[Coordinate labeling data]
************

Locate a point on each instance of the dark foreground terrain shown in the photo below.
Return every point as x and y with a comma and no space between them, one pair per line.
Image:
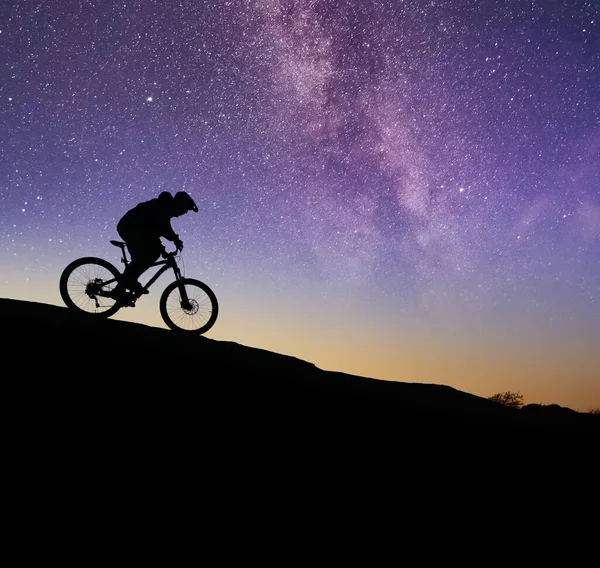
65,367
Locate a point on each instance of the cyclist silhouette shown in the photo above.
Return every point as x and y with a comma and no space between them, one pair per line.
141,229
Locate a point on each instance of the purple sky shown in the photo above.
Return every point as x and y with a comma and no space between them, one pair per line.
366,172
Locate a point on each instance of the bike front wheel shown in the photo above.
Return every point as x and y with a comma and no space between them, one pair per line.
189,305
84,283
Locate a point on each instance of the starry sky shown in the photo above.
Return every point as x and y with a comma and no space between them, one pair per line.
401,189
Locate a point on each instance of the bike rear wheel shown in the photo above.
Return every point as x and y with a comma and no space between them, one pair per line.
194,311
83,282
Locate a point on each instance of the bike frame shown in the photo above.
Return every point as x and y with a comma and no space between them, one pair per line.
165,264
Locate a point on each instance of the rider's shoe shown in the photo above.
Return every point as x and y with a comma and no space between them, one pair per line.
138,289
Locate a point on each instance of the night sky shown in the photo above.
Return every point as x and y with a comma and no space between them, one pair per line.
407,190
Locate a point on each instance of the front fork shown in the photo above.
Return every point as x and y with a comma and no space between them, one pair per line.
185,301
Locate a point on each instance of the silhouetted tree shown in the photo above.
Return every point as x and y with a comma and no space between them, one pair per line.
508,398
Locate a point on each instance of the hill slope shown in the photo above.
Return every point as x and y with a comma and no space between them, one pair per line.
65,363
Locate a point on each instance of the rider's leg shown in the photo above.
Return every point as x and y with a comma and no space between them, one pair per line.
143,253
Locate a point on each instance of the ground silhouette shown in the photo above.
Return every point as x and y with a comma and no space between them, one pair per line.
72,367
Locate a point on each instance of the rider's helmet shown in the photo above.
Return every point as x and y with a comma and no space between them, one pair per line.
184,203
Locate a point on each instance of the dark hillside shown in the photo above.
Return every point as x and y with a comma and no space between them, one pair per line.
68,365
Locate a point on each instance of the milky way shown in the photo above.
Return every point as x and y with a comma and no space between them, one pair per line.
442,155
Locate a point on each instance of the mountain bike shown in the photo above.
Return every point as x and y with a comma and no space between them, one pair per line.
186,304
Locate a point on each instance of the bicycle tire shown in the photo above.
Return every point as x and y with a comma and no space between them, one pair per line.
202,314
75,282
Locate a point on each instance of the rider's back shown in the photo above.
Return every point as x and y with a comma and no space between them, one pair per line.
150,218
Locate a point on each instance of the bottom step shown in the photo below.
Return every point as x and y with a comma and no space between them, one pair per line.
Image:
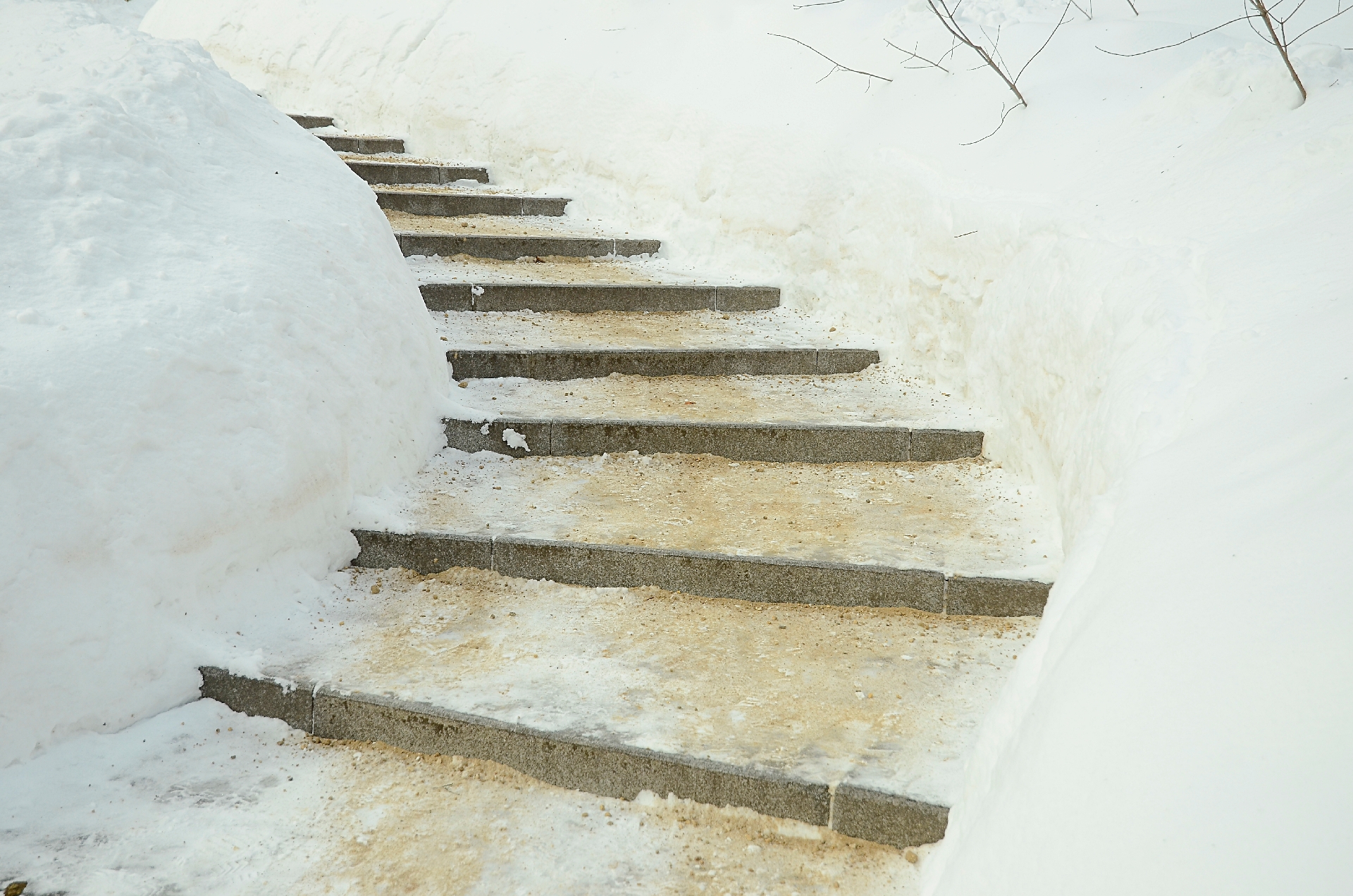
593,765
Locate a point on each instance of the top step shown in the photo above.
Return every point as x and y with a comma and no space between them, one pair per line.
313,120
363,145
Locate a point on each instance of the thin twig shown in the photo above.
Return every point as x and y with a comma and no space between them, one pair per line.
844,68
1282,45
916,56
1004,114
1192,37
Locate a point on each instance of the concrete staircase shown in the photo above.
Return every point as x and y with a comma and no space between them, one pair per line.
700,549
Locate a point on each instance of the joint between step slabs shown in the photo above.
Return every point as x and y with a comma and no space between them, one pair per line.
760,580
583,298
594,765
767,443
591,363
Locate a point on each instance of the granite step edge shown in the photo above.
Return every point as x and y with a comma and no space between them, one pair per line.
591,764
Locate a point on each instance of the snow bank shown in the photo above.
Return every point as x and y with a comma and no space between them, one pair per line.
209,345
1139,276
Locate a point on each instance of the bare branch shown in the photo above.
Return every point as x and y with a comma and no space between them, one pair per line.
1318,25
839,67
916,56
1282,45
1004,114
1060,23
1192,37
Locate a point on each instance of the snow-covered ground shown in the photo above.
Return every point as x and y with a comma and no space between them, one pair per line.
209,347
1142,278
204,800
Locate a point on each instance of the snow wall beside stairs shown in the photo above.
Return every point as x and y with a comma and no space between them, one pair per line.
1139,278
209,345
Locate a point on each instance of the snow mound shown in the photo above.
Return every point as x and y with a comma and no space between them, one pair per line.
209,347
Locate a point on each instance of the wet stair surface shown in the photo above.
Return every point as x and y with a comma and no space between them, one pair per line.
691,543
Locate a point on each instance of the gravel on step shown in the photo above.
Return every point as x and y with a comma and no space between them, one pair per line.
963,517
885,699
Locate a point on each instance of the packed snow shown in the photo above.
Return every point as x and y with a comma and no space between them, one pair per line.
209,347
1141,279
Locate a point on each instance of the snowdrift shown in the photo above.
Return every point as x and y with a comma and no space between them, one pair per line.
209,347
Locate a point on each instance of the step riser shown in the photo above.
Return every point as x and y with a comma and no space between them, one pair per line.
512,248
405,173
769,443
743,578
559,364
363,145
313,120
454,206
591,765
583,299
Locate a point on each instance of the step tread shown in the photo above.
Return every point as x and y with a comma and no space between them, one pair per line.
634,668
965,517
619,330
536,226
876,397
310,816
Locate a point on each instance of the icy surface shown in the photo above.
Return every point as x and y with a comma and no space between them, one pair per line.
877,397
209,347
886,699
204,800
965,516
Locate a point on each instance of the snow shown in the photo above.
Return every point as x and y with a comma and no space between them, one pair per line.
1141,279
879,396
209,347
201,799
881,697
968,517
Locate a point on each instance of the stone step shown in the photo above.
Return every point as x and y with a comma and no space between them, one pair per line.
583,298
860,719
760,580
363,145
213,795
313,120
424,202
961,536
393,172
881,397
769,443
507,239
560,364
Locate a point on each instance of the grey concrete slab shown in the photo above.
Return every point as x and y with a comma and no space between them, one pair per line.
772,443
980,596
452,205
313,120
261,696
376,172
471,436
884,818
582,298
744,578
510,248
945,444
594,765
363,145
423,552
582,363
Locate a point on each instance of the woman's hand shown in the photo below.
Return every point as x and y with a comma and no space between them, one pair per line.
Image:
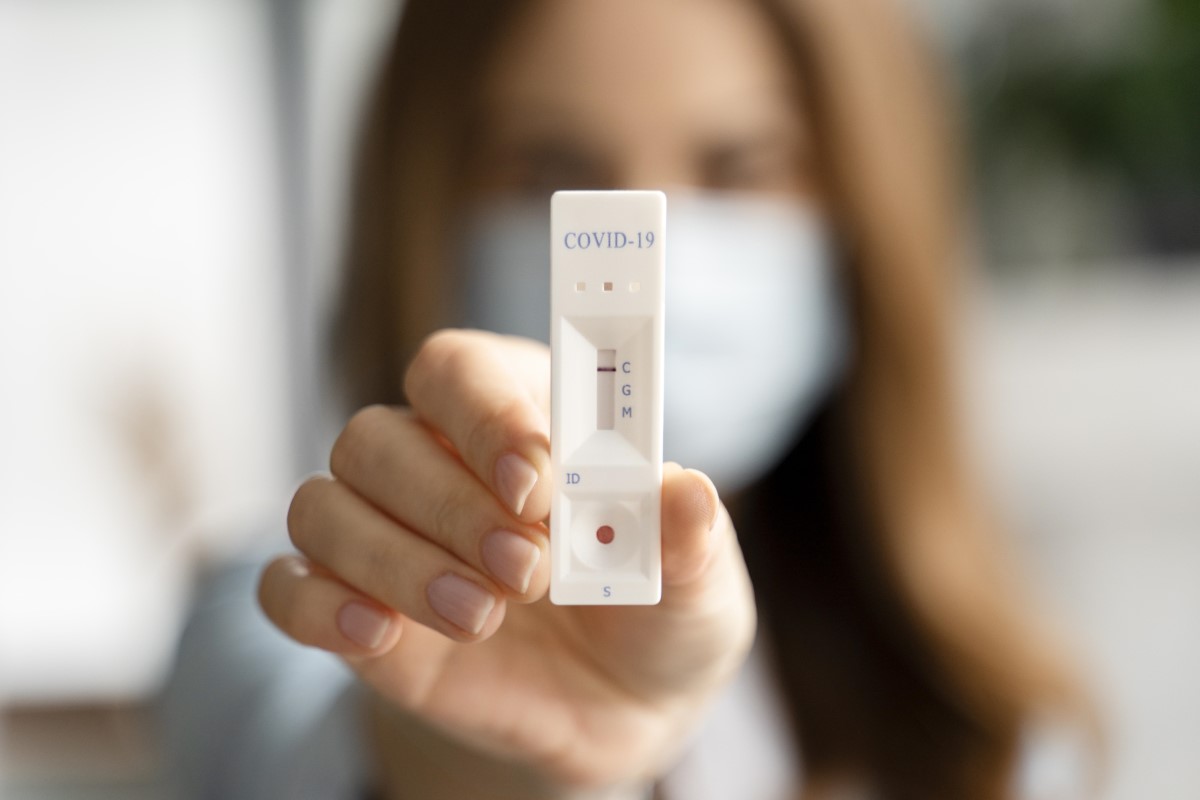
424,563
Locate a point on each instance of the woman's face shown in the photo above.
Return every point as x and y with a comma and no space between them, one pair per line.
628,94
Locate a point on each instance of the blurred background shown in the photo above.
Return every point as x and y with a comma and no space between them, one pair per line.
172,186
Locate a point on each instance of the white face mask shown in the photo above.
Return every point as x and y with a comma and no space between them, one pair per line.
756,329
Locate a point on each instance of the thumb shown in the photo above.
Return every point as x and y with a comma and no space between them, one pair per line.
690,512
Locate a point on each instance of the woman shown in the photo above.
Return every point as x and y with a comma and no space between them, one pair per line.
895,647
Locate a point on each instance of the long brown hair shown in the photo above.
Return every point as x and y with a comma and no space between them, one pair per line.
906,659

************

_Problem description:_ Reproduce every row above word for word, with its points included and the images left out.

_Solution for this exercise:_
Locate a point on each instance of the dark foreground terrain shown in the photo below.
Return every point as x and y with a comma and no space between them, one pair per line.
Image:
65,367
Locate a point on each instance of the cyclist silhouette shown in the photo above.
Return every point as x and y with a comma and no space between them, one pair per line.
141,229
Locate a point on each instance of the purple sky shown in the photo above.
Return every point as x and y with a comma and no space between them, one pair per line.
366,172
Locate a point on each instance of the bike front wheel shown in the photo above.
Return every point as x and y with a comma and no space between them, one pair per line.
189,305
84,283
Locate a point on each instance of the starry sky shown in the photo above.
Return every point as x and y with a comma and no space between them, one pair per line.
401,189
Locate a point on each instance of the bike rear wheel shown in the photo above.
Return every point as x and y with a comma and no space between them, one pair per line.
194,311
83,282
Locate a point on each instance of the bike frame shown in the photo above.
Return every point as x and y with a comma and no space between them, one pair per line.
165,264
Locate a point on each instance of the rider's shoe shown in the photo above.
Return every point as x and y with a comma and no space between them, one pair per line.
138,289
Locate a point on each instance of the night sky shown in the photo above.
Return every point as x and y with a comma and no space between them, one pair per line.
407,190
Locate a point on each instance of the front fork shown in the photo above.
Return every point as x and y with a comma and no space between them, one pair per line.
185,301
Locate a point on each instance of the silhouetted tree shown in the photo above.
Return every point as x and y with a comma and no space between them, one pair per line.
508,398
Locate a point on each instance of the hill slope shown in the photo above.
Return every point as x and y with a comma and no space between them, one pair per line.
65,363
Locate a point on each instance of the rider's leg shown in the photo above.
Return every point as x and y with a comma and no space between them, one pair per line.
143,253
Locate a point on each instance of the ground silhouette shown in the photo above.
Return every point as x and y with a comma and no space between them, one pair per line.
72,367
Locate a point on each instance of the rider's helmet shown in the photo above.
Return every point as x and y with a comma and no space between them, one pair per line.
184,203
Locate a point on each instance of the dark hillside shown in the photo above.
Return every point as x and y with a comma and no space between them, one pair per line.
68,365
Locate a point on each instance of the milky way shown in the photo above.
Return every point as x and y with a comma and no space between them, one pair per line.
442,155
Locate a point on each instance of the mountain bike shown in the photo above.
Return every point as x and y with a comma and no space between them, one pair per line.
186,304
Locate a point on each instance of the bicycle tire shown in the photo above.
Return every point as x and y with a comma and no space between them, one pair per line.
202,314
75,282
Locate a point on each instance of the rider's back shown in the photo above.
Return every point as x and y with a comma and no space between them, one pair per line.
150,218
Locate a point on each instance of the bottom step shown in the photo below.
Return every point as x and y with a comma and no space between them, one pair per line.
Image:
593,765
Locate a point on each instance of the top step shown in the photo above.
Return every point as x and y with a comma and no space between them, one pair per line.
313,120
363,145
Locate a point on each instance of the thin twig shown in the photo above.
Return every point as x and y with a comma and no space between them, one pair per line.
844,68
1282,45
916,56
1004,114
1192,37
Locate a point on each instance of the concrete staircase shown in the photo above.
Return every point as x and y with a comma and no space between them, one pair per line.
700,549
Locate a point on each instance of the joint between step slabs shown in the photo above.
Return every point as x and y with a comma and no space between them, one pair per line.
760,580
583,298
594,765
767,443
591,363
Locate a point on each instance of the granite step edge shown in the photo above.
Return every point as x and y with a comma and no space between them, one pair per line.
591,764
Locate a point on each instance of the snow bank shown in the photo above.
Return every point as x and y with a comma and no space between them, one pair per line.
209,345
1139,276
Locate a point on each instance of the bare branch shown in the photo above.
Return every point as x and y with a comma and no space between them, one pair per line.
1318,25
839,67
916,56
1282,45
1004,114
1060,23
1192,37
Locate a point on each instance of the snow-covered ground shown in the photo above.
Return every point as x and y with a comma and no space between them, one pair per line.
209,347
1142,278
204,800
Locate a point on each instance of the snow wall beside stairs shown in the photo above.
Return every point as x and y with a comma and no space between them, one pair per line.
1139,278
209,345
Locate a point on each instance of the snow mound shown in the photo above.
Return every point as x and y with a comma and no space between them, one pair per line.
209,347
Locate a point on each instance of the wet stair surface shown in the photo above.
Return every point as x and y with a comma and no space between them, one pair per line.
691,543
Locate a point on each instance of the gravel on step shown in the photo above.
Return every point as x and y with a comma and no space between them, one pair per line.
963,517
885,699
Locate a point on each instance of the packed snow shown in the photo above.
Return every point as x and y with a comma and no space between them, one pair per line.
209,347
1141,279
Locate a point on each instance of the snowdrift shown in the photo above.
Return every point as x and y with a comma and no space between them, one pair per line.
209,347
Locate a point on each instance of the step riser shown in the photo above.
Return every point as x and y with a comma and no space between them, one pair per line.
512,248
405,173
769,443
743,578
559,364
363,145
313,120
454,206
591,765
583,299
Locate a point on each instance of the step tread shown in the photo above.
Return every point as x and y with a comma and no space between them, one pair per line.
634,668
965,517
619,330
536,226
876,397
310,816
Locate a point on each instance of the icy surface shown in the photo above.
Return every point as x and y with a comma and no space between them, one pair per line.
877,397
209,347
886,699
204,800
965,516
Locate a point on each instance of the snow shown in the photo above.
Return every point as x and y with a comma and no space between them, one pair per line.
1141,279
879,396
209,347
201,799
881,697
968,517
Locate a point on each instance of the stone step shown in the photo above.
Return every point as x and y with a comma and no space between them, one pair per line.
583,298
860,719
760,580
363,145
213,795
313,120
424,202
961,536
393,172
881,397
769,443
507,239
560,364
Locate a point on each instance of the grey concrete slab shown in the photo above.
Return every point as x and y with a comma and no space between them, one pair per line.
772,443
980,596
452,205
313,120
261,696
376,172
471,436
884,818
582,298
744,578
510,248
945,444
594,765
363,145
423,552
582,363
Locate a point on each instance of the woman's hand shown in the photo below.
Return every point as x and y with a comma and no space between them, one pair per line.
Image:
424,563
Locate a point on each instance of the woman's face shown in the photo above.
Return every point as x and y with a comma and no space between them, one pair per line.
628,94
Locate a point on each instance of the blurred background shown in the photo above.
Return every point as x and y with a comma and no space between them, one pair per line.
172,186
Locate a point on each instance of the white face mask shown in the photo above.
Return every point as x and y with a comma and no space between them, one pair per line.
756,329
Locate a point on each instance of the thumb shown in the photo above.
Return every point as x and y with a comma and no space between them, one pair per line.
690,512
Locate a point on each instance of the woman shown in the photo above.
Return every point as x and y with a comma and no space between them, one pair per line.
895,647
Locate a point on each instance of the long brown hair shown in the photo above.
Return every point as x and y with a comma and no space between them, one pair per line.
906,659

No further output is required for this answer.